(Records from a collection)

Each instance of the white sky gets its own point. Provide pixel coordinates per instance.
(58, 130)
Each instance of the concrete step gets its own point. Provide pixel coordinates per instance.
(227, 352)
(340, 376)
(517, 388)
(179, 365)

- TASK STATEMENT -
Reproduce all of the records above, substituting "stone step" for "concrete step" and leaving everything else unchanged.

- FINAL RESULT -
Each instance of the white sky gets its own point. Provide pixel coordinates per instance.
(58, 130)
Each instance of the stone step gets its own point. Provide pixel coordinates per instance.
(227, 352)
(340, 376)
(517, 388)
(179, 365)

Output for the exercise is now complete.